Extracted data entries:
'''

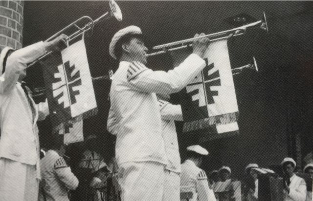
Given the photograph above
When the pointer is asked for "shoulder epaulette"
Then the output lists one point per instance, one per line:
(60, 163)
(134, 69)
(201, 175)
(162, 103)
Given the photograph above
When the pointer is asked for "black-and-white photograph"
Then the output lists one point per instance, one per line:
(114, 100)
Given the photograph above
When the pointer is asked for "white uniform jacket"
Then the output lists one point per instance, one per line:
(169, 114)
(135, 114)
(57, 178)
(18, 113)
(297, 189)
(193, 179)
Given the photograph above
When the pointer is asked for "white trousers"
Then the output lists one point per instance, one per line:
(148, 181)
(17, 181)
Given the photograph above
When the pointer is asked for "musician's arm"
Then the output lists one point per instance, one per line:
(204, 192)
(112, 123)
(17, 63)
(170, 112)
(162, 82)
(299, 194)
(43, 110)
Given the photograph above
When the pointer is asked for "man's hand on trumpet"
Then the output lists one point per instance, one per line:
(56, 44)
(200, 45)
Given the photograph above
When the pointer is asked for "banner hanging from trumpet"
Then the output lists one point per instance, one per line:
(209, 102)
(73, 133)
(69, 86)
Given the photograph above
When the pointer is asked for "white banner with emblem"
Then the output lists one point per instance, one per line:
(209, 102)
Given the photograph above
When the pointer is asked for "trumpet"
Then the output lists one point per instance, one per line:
(161, 49)
(84, 24)
(252, 66)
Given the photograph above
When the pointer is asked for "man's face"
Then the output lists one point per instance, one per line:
(137, 50)
(225, 175)
(253, 174)
(22, 75)
(310, 172)
(289, 168)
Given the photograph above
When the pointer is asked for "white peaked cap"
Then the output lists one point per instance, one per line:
(251, 165)
(287, 159)
(225, 168)
(310, 165)
(198, 149)
(121, 33)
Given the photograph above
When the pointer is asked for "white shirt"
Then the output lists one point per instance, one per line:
(297, 189)
(171, 113)
(193, 179)
(135, 115)
(19, 133)
(92, 160)
(57, 178)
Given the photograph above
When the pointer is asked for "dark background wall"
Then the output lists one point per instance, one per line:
(275, 104)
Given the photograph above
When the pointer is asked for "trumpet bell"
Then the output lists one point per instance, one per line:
(115, 10)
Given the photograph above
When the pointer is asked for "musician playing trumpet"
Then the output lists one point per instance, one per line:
(135, 117)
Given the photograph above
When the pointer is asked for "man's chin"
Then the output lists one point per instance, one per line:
(21, 78)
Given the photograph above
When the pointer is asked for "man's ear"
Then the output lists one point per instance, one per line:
(125, 47)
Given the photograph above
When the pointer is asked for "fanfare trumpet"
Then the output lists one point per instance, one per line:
(83, 24)
(253, 66)
(161, 49)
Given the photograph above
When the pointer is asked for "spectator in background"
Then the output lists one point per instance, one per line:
(294, 186)
(251, 182)
(213, 178)
(93, 172)
(193, 179)
(309, 170)
(57, 177)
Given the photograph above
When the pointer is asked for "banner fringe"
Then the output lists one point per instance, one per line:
(208, 122)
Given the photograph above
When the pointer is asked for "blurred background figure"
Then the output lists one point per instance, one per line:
(213, 178)
(308, 169)
(251, 183)
(92, 173)
(193, 180)
(294, 186)
(57, 177)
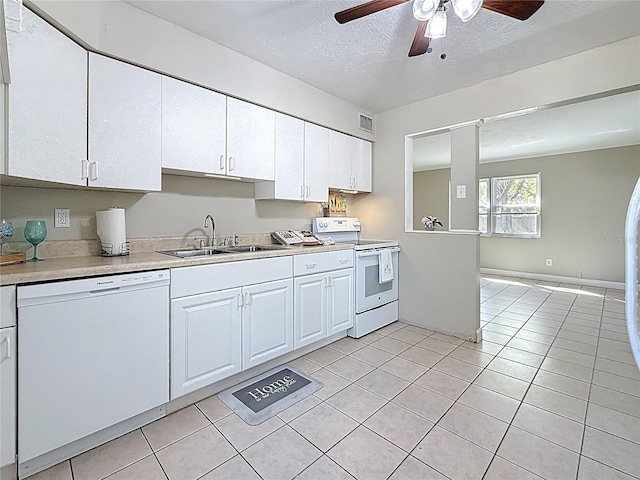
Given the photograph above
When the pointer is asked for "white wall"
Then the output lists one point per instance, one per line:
(447, 280)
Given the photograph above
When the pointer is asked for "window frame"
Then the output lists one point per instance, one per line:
(492, 214)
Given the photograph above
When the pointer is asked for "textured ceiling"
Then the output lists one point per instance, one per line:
(595, 124)
(365, 61)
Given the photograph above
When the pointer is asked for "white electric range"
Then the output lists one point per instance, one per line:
(376, 291)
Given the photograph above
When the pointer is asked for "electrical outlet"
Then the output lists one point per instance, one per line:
(61, 218)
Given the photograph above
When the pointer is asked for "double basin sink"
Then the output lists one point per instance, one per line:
(188, 253)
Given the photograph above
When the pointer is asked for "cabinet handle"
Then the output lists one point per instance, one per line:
(93, 171)
(84, 174)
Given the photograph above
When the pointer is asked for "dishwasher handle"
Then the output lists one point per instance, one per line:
(54, 292)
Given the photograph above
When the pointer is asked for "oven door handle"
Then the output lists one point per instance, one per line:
(376, 252)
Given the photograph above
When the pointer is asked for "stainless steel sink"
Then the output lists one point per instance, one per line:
(188, 253)
(252, 248)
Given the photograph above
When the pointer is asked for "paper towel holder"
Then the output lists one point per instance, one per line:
(111, 250)
(108, 249)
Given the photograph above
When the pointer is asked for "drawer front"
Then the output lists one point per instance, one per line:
(221, 276)
(322, 262)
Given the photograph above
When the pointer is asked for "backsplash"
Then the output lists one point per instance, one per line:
(84, 248)
(177, 211)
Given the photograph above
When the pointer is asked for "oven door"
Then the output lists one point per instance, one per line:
(370, 293)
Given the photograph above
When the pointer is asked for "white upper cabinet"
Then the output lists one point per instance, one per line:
(47, 104)
(251, 141)
(340, 160)
(361, 165)
(124, 125)
(302, 167)
(289, 173)
(194, 127)
(349, 162)
(316, 163)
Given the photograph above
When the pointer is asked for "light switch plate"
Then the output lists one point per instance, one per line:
(61, 218)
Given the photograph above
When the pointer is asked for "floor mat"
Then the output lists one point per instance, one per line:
(269, 393)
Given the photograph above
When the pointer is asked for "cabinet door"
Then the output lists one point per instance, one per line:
(124, 125)
(7, 396)
(47, 107)
(340, 146)
(194, 123)
(206, 340)
(267, 322)
(340, 301)
(251, 138)
(310, 317)
(361, 165)
(316, 163)
(289, 172)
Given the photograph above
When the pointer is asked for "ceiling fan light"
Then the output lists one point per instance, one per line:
(423, 10)
(466, 9)
(437, 27)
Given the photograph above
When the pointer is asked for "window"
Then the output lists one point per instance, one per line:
(510, 206)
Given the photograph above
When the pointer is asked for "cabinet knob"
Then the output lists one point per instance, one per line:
(93, 171)
(84, 174)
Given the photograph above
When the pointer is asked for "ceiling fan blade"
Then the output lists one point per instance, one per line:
(519, 9)
(420, 42)
(366, 9)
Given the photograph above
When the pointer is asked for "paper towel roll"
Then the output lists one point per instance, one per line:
(112, 231)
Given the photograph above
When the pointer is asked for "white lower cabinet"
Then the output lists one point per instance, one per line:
(8, 385)
(215, 335)
(205, 339)
(340, 301)
(323, 302)
(310, 319)
(267, 322)
(228, 317)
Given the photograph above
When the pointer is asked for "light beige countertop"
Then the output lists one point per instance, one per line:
(88, 266)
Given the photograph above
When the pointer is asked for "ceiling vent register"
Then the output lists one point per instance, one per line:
(366, 122)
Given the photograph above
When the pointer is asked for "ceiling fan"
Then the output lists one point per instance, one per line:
(433, 18)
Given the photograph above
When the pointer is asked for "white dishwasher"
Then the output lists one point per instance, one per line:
(91, 353)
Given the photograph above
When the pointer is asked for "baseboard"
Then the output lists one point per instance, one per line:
(554, 278)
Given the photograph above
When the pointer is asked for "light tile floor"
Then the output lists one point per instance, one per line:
(552, 392)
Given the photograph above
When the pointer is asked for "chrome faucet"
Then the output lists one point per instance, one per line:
(213, 228)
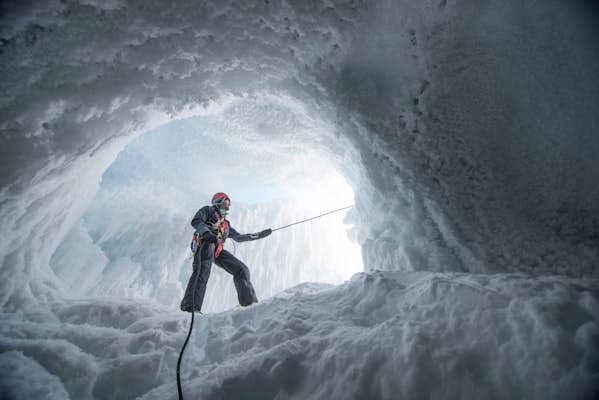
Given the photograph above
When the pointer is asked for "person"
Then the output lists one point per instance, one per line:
(213, 229)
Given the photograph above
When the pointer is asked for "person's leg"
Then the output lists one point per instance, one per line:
(241, 277)
(202, 263)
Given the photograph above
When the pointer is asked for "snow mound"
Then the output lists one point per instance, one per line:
(381, 335)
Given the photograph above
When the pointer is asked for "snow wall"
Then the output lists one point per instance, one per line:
(471, 127)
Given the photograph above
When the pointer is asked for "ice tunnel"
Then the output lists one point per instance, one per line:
(465, 133)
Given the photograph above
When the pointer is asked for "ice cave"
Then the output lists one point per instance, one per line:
(463, 134)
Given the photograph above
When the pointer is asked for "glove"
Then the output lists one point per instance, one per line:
(209, 237)
(264, 233)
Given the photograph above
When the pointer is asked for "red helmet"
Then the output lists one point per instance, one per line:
(220, 197)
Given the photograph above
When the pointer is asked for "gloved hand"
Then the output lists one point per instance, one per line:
(209, 237)
(264, 233)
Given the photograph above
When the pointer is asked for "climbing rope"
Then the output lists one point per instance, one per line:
(195, 282)
(310, 219)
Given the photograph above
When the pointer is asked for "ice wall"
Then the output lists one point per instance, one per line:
(472, 133)
(133, 240)
(474, 122)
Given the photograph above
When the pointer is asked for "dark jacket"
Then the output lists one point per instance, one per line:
(207, 216)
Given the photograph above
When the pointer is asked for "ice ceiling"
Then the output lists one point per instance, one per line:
(467, 130)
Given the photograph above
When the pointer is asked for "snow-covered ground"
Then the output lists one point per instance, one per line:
(466, 131)
(382, 335)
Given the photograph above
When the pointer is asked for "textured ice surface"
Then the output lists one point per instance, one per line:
(468, 131)
(381, 335)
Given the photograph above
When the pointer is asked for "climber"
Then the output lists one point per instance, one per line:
(212, 230)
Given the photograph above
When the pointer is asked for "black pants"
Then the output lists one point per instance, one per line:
(202, 264)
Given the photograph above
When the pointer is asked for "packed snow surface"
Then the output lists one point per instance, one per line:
(467, 131)
(381, 335)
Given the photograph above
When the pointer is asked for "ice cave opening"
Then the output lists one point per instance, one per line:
(268, 155)
(466, 130)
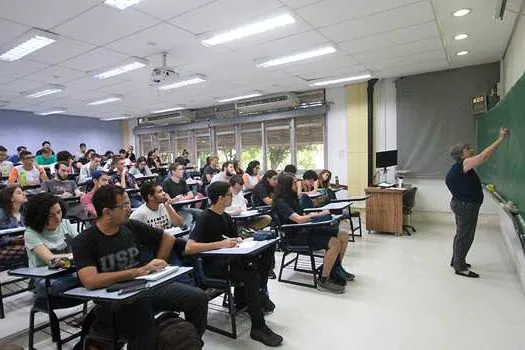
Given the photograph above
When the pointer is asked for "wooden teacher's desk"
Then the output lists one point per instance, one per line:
(384, 209)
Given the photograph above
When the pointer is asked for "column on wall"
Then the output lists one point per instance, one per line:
(357, 138)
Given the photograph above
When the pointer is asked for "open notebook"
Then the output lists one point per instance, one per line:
(157, 275)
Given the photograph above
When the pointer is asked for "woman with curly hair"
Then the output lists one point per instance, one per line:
(12, 198)
(46, 239)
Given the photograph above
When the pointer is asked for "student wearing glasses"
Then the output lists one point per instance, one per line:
(28, 173)
(110, 252)
(209, 234)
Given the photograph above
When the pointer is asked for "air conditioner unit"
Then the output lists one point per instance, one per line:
(169, 118)
(268, 103)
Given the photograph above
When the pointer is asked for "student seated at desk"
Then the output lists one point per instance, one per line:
(264, 192)
(124, 179)
(15, 158)
(109, 252)
(99, 179)
(5, 165)
(156, 210)
(60, 185)
(89, 168)
(140, 168)
(27, 174)
(238, 206)
(12, 198)
(208, 234)
(332, 239)
(178, 190)
(46, 239)
(46, 158)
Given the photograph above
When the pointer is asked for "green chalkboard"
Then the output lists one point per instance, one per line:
(506, 167)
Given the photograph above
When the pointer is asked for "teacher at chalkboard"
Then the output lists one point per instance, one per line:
(467, 196)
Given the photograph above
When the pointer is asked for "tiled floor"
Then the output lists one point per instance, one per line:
(405, 297)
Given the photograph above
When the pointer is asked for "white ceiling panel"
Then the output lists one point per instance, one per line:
(284, 46)
(295, 4)
(94, 60)
(104, 24)
(61, 51)
(225, 14)
(56, 75)
(9, 31)
(43, 14)
(332, 72)
(329, 12)
(20, 68)
(152, 40)
(164, 10)
(391, 38)
(382, 22)
(432, 44)
(406, 61)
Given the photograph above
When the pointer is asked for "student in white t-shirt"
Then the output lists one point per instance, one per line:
(156, 210)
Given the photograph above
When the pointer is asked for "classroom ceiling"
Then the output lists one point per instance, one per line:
(386, 38)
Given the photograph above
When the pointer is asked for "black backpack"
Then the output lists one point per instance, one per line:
(174, 333)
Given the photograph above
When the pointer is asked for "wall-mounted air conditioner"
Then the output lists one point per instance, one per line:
(268, 103)
(177, 117)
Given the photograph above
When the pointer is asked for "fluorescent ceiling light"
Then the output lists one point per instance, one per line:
(461, 13)
(48, 90)
(121, 4)
(461, 36)
(168, 110)
(249, 30)
(106, 100)
(136, 64)
(182, 83)
(341, 80)
(237, 98)
(28, 43)
(55, 111)
(298, 57)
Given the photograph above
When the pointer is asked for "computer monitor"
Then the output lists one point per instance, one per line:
(386, 159)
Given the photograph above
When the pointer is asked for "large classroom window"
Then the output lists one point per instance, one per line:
(225, 136)
(278, 138)
(251, 143)
(274, 143)
(203, 146)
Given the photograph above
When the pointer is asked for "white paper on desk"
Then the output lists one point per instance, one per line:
(173, 230)
(247, 244)
(157, 275)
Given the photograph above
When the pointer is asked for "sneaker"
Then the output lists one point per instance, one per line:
(266, 336)
(267, 305)
(327, 285)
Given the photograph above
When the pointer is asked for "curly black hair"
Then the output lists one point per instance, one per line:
(37, 210)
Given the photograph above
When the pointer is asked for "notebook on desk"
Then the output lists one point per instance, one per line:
(158, 275)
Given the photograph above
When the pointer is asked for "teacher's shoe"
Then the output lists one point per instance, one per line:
(266, 336)
(467, 273)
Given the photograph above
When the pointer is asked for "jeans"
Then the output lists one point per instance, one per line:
(466, 214)
(136, 323)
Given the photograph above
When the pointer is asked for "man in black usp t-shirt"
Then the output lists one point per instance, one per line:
(110, 252)
(208, 234)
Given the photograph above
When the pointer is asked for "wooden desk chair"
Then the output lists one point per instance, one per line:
(213, 288)
(312, 267)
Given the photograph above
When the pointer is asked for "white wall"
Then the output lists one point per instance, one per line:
(337, 134)
(514, 60)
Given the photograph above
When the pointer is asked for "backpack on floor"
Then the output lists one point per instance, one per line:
(174, 333)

'''

= WHAT IS REQUIRED =
Every line above with the string "window" in it needs to be copied.

= OUTPUT OF THE EXERCISE =
When the pointer is asked for "window frame"
When the pointer is asked for "window"
When the pointer is asked for "large classroom window"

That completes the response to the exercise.